*TASK STATEMENT:*
Present every line of the items below as a numbered list, omitting blank lines.

[Records from a data collection]

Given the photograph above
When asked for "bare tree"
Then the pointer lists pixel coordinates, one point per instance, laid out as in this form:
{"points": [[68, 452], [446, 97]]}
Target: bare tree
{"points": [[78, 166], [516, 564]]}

*SOLVED EXERCISE:*
1. Given the photograph above
2. When asked for "bare tree"
3. Then the pointer lists pixel coordinates, one point per instance, laid out as in this form:
4. {"points": [[68, 452], [446, 97]]}
5. Target: bare tree
6. {"points": [[78, 166], [516, 564]]}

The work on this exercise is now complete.